TESTO DELLA PAGINA:
********************

Nel suo excursus Berlinguer dedica un capitolo alle politiche pubbliche nelle quali si riscontra l’assenza di un indirizzo strategico, in particolare in Italia, da parte delle pubbliche amministrazioni nonostante una certa crescita nell’adozione di software libero.
Quello per il software libero è stato il movimento più importante per la condivisione della conoscenza, per lo sviluppo di una logica cooperativa ed il libero accesso ai prodotti della ricerca sviluppato all’interno del processo di innovazione tecnologica fondata sul digitale degli ultimi 30 anni. Costituisce la punta di diamante nel movimento per il libero accesso -Open Access- ad ogni forma di conoscenza. La crescita esponenziale nella produzione dei dati ha dato origine al movimento per gli Open Data che ha spinto verso una legislazione che garantisca il libero accesso ai prodotti dall’amministrazione pubblica, l’esempio più importante, che ha anticipato provvedimenti più o meno efficaci in altri paesi, compresa l’Italia, è il Freedom of Information Act (FOIA) emesso dalla amministrazione Obama nel dicembre 20056 e riformato ulteriormente nel 20167.
In Italia il movimento per gli Open Data ha trovato la sua espressione ed organizzazione nella mailing list ‘Spaghetti open data’, visionando la mailing list si ha la rappresentazione della drastica riduzione di attività di questa rete, che corrisponde alla perdita di parola di questo movimento in generale; oggi più che di open Data si parla diffusamente e quotidianamente di Big Data ovvero del dominio algoritmico delle Big Tech sullo sviluppo delle tecnologie digitali che pervade ogni livello delle relazioni sociali, estraendo valore dalla digitalizzazione di queste e relazioni, realizzando una reale economia digitale delle relazioni, rendendo sempre più evidente il paradosso segnalato da Berlinguer. Il movimento che affermava la conoscenza come bene comune non esclusiva e non rivale -che anzi nella condivisione si riproduce in modo allargato- si è scontrato con la capacità di appropriarsene da parte delle Big Tech del digitale. Il livello di appropriazione e penetrazione nel processo di riproduzione complessivo della formazione sociale è tale da creare una contraddizione con le diverse forme di governo e di organizzazione politica degli stati ognuno dei quali tenta in vario modo di governare, senza per questo rimuovere il conflitto anzi rilanciando la contraddizione.

********************

LAVORO RICHIESTO:
1. Riporta dal testo su software libero e Open Data il passo che comincia con "Nel suo excursus" e termina con "di software libero.".
2. Secondo il testo su software libero e Open Data, che cosa ha fatto nascere il movimento per gli Open Data e verso che cosa ha spinto? Rispondi in una o due frasi.
3. Traduci in inglese questa frase del testo su software libero e Open Data: "Il movimento che affermava la conoscenza come bene comune non esclusiva e non rivale -che anzi nella condivisione si riproduce in modo allargato- si è scontrato con la capacità di appropriarsene da parte delle Big Tech del digitale."

ELENCO DEI RECORD:
********************

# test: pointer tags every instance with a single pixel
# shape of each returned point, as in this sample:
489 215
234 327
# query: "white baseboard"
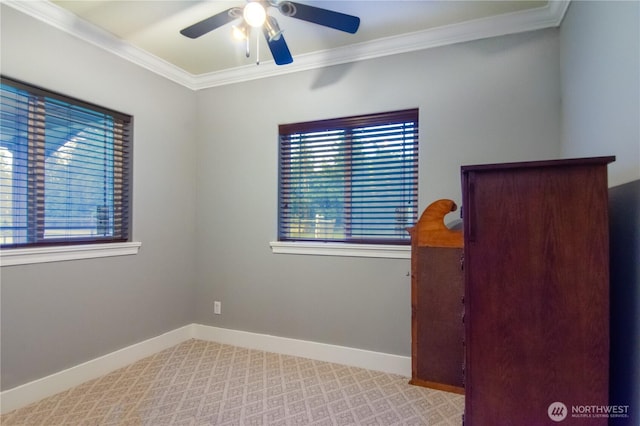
28 393
379 361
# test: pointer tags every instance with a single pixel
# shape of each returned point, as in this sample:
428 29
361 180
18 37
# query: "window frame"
53 249
359 247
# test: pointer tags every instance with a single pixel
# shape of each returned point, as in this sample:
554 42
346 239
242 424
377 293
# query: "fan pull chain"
257 48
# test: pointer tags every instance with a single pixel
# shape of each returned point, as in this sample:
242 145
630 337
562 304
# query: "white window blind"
65 169
350 179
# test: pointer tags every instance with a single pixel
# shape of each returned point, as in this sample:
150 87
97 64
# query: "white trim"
378 361
36 390
341 249
11 257
548 16
28 393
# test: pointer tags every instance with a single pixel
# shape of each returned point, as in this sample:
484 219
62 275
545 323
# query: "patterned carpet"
207 383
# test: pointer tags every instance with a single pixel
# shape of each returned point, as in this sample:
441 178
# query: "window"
64 169
350 179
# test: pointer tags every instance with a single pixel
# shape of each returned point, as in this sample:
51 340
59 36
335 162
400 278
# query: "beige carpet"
206 383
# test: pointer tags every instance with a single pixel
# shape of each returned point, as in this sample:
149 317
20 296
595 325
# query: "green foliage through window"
64 174
349 180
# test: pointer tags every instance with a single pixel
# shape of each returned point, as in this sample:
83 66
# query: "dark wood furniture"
536 255
437 289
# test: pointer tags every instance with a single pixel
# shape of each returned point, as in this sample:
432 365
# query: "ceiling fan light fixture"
254 14
273 29
240 32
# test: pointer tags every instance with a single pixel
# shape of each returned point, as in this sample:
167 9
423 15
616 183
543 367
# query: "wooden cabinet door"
536 291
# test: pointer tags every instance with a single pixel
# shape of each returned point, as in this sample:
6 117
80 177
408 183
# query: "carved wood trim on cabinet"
437 351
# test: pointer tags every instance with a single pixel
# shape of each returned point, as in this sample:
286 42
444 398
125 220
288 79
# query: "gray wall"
58 315
486 101
600 62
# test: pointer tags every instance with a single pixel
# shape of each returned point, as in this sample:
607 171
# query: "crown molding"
548 16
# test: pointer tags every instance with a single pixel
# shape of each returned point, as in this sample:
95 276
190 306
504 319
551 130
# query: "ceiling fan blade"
325 17
211 23
279 49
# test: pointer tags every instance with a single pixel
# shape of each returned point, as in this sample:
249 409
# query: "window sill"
11 257
341 249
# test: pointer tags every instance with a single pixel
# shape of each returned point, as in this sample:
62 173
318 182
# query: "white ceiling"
147 32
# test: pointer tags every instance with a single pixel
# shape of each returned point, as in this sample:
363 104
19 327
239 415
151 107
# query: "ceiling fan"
254 15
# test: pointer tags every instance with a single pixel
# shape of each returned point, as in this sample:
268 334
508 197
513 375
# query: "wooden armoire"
536 264
437 289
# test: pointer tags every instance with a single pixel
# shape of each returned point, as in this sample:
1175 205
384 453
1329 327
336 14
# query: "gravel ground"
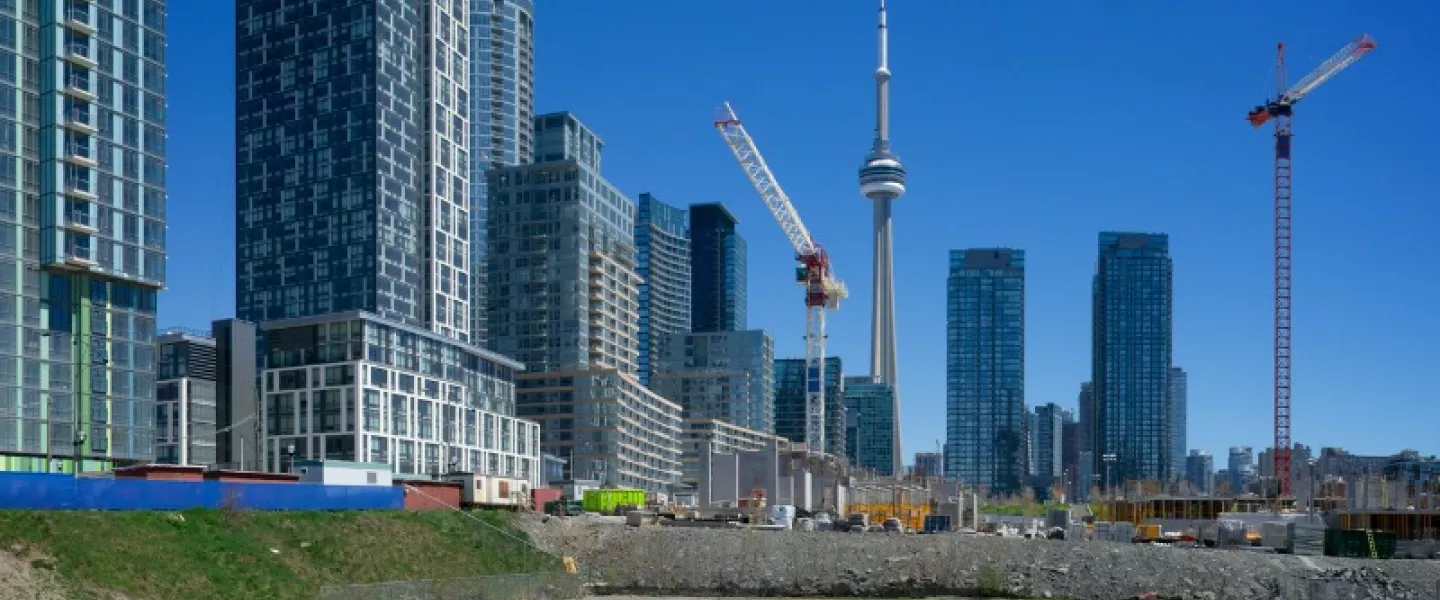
691 561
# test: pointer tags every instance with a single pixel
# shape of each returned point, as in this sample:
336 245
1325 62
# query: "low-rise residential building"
353 386
205 396
605 425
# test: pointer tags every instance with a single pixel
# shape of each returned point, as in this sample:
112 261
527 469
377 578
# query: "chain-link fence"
533 586
1360 589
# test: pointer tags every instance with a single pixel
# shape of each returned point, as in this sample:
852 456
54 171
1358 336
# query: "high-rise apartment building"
1086 462
725 384
1178 399
871 405
1131 354
331 216
717 269
565 301
565 291
1047 442
726 376
1070 455
663 246
985 369
929 464
82 222
1242 468
789 403
501 115
353 236
1200 472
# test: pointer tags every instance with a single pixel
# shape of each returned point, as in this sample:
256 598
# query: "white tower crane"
822 291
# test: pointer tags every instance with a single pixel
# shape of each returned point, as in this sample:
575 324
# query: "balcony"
79 189
79 256
79 121
79 154
79 220
79 53
78 17
79 87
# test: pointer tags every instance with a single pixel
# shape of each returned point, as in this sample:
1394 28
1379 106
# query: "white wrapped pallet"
1275 534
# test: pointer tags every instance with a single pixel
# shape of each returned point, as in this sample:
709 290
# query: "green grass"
1021 510
241 554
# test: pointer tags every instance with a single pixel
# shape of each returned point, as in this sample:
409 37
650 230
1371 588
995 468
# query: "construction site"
1338 534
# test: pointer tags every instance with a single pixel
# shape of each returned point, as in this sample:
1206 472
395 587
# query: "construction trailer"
491 491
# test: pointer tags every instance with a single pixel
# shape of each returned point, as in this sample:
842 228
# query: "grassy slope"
228 554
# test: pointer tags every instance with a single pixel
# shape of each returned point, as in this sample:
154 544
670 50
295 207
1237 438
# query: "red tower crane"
1280 110
822 291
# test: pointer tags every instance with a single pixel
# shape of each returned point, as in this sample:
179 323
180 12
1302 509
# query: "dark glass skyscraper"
870 409
501 115
82 230
985 369
717 266
1132 357
1178 407
352 180
663 264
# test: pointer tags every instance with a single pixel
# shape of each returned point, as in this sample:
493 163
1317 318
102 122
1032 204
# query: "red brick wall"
431 495
251 476
162 472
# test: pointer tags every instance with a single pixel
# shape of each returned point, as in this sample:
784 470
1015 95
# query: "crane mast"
822 291
1280 110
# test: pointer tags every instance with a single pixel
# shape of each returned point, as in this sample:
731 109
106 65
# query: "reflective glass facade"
82 248
871 409
1132 357
985 369
663 246
1046 443
501 112
717 269
789 403
352 161
1178 389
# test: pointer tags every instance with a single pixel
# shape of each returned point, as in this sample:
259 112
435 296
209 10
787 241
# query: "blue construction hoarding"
66 492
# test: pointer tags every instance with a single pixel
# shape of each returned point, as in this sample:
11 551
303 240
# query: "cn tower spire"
882 182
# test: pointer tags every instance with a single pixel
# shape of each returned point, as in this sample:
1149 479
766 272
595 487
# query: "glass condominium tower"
717 266
1132 358
985 369
501 115
352 161
663 249
82 248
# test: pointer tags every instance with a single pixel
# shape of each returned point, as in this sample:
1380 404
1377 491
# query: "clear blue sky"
1023 124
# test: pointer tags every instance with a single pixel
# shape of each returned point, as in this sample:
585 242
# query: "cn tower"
882 182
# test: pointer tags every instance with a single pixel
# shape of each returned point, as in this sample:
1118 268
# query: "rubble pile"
704 561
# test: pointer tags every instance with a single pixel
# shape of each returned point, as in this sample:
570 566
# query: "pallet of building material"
1275 534
1306 540
1360 544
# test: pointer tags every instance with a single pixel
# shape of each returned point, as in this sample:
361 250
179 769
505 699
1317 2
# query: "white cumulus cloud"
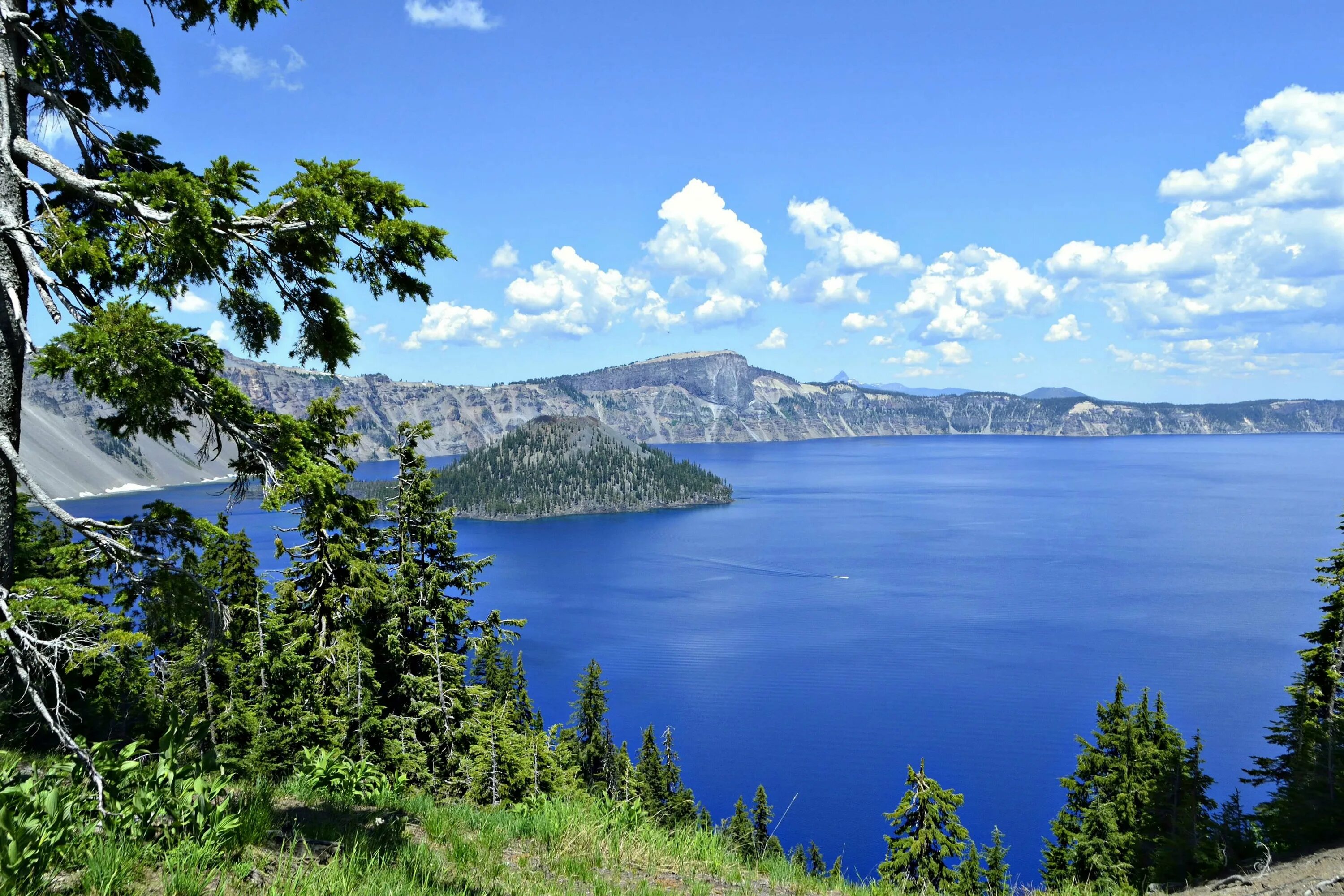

********************

RISPOSTE AI COMPITI:
1.
Nel suo excursus Berlinguer dedica un capitolo alle politiche pubbliche nelle quali si riscontra l’assenza di un indirizzo strategico, in particolare in Italia, da parte delle pubbliche amministrazioni nonostante una certa crescita nell’adozione di software libero.

2. Il movimento per gli Open Data è nato dalla crescita esponenziale nella produzione dei dati. Ha spinto verso una legislazione che garantisca il libero accesso ai prodotti dell'amministrazione pubblica.

3. The movement that asserted knowledge as a non-exclusive and non-rival common good (one that, on the contrary, reproduces itself on a wider scale through sharing) clashed with the digital Big Tech companies' capacity to appropriate it.